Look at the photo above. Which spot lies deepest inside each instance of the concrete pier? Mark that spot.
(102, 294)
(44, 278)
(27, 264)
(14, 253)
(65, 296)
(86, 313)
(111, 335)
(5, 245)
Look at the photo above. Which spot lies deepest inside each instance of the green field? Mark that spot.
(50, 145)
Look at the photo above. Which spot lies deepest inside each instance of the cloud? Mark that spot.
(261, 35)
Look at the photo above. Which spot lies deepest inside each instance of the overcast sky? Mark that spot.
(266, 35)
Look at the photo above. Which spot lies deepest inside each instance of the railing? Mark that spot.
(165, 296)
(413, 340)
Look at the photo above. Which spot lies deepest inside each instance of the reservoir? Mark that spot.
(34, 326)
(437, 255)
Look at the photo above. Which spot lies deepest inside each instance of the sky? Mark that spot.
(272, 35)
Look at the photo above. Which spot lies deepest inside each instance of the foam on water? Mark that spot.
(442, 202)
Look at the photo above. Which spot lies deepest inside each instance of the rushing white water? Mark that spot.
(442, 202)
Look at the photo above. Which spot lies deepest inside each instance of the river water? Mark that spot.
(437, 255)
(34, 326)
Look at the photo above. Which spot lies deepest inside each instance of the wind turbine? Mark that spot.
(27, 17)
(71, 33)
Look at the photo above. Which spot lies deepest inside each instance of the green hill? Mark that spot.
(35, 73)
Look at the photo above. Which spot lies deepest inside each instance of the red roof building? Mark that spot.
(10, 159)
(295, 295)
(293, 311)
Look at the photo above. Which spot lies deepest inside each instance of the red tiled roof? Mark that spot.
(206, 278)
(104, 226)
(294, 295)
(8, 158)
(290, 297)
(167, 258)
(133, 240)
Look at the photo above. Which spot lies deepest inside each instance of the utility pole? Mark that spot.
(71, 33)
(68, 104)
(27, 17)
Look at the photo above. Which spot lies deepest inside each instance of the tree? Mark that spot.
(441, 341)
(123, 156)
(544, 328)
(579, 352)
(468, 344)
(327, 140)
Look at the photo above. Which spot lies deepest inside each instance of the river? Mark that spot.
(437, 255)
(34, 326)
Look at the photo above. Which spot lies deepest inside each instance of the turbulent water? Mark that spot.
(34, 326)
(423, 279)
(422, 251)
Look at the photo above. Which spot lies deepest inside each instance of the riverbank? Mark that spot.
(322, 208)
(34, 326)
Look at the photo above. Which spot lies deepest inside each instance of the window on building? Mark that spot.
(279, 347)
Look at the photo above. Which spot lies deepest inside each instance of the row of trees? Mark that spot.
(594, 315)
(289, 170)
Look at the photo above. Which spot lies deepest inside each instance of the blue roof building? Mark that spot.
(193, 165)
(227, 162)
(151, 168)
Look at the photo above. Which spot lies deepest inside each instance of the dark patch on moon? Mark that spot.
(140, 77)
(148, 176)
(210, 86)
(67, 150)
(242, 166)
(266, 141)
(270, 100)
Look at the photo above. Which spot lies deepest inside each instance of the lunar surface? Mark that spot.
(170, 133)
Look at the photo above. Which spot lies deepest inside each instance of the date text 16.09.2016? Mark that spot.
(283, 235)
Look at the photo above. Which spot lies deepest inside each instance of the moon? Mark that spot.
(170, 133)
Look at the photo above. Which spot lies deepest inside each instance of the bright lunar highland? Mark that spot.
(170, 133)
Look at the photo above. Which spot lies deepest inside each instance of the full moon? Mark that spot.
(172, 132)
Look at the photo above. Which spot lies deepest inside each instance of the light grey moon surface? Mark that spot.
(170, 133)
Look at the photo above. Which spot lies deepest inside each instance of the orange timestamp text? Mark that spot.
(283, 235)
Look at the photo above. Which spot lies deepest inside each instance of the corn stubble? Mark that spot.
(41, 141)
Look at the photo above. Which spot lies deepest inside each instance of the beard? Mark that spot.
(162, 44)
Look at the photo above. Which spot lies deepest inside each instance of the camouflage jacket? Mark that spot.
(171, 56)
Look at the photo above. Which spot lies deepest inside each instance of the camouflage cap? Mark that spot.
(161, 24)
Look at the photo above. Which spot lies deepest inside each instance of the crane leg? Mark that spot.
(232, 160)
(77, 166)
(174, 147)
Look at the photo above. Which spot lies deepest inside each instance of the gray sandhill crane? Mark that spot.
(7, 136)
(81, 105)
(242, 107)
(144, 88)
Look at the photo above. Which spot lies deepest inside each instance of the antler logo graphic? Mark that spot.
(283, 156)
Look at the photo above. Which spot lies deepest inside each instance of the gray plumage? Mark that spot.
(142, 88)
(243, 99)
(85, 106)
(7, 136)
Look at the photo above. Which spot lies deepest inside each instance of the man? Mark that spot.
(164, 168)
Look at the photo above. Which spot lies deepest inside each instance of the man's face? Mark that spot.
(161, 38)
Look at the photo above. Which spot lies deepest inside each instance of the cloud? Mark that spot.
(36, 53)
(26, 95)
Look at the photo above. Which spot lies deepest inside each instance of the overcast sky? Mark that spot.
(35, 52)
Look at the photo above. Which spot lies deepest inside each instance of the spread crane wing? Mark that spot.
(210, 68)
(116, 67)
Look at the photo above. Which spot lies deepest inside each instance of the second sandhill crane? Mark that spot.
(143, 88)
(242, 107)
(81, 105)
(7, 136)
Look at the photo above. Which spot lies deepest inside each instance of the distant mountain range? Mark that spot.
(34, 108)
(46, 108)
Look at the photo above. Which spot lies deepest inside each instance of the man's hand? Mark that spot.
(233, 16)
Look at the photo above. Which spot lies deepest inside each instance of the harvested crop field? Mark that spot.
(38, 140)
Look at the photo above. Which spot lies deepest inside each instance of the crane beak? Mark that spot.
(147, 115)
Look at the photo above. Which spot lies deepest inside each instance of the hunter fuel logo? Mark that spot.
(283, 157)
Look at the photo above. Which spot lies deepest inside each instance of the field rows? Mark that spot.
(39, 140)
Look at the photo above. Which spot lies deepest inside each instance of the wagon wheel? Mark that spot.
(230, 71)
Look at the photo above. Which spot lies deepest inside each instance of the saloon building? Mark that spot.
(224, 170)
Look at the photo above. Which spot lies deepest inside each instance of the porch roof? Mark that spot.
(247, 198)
------
WORK REQUIRED: Return the lines beginning at the one that contains "range? Mark that spot." and continuing through the last line of the data, exactly as they stand and without any others.

ANSWER:
Look at the photo above. Which spot lies deepest inside each instance of the distant mountain range? Mark that spot.
(34, 108)
(46, 108)
Look at the photo above. Which spot lies deepest inside each instance of the man's hand? Mark that spot.
(233, 16)
Look at the photo above. Which spot lies deepest inside each instance of the harvested crop field? Mark that spot.
(38, 140)
Look at the photo above. Which spot lies deepest inside each instance of the crane beak? Mark that spot.
(147, 115)
Look at the photo above. Which spot lies deepest inside each instance of the hunter fuel logo? Mark that spot.
(283, 157)
Look at the photo above. Which spot lies deepest inside each instance of the field rows? Mark that spot.
(39, 140)
Look at the photo above. Which spot lies deepest inside each instance of the wagon wheel? Mark that spot.
(230, 71)
Look at the photo above. Which spot lies deepest inside each instance of the saloon building? Mark that spot.
(224, 170)
Look at the photo above. Which spot lies deepest inside each instance of the porch roof? Mark that spot.
(247, 198)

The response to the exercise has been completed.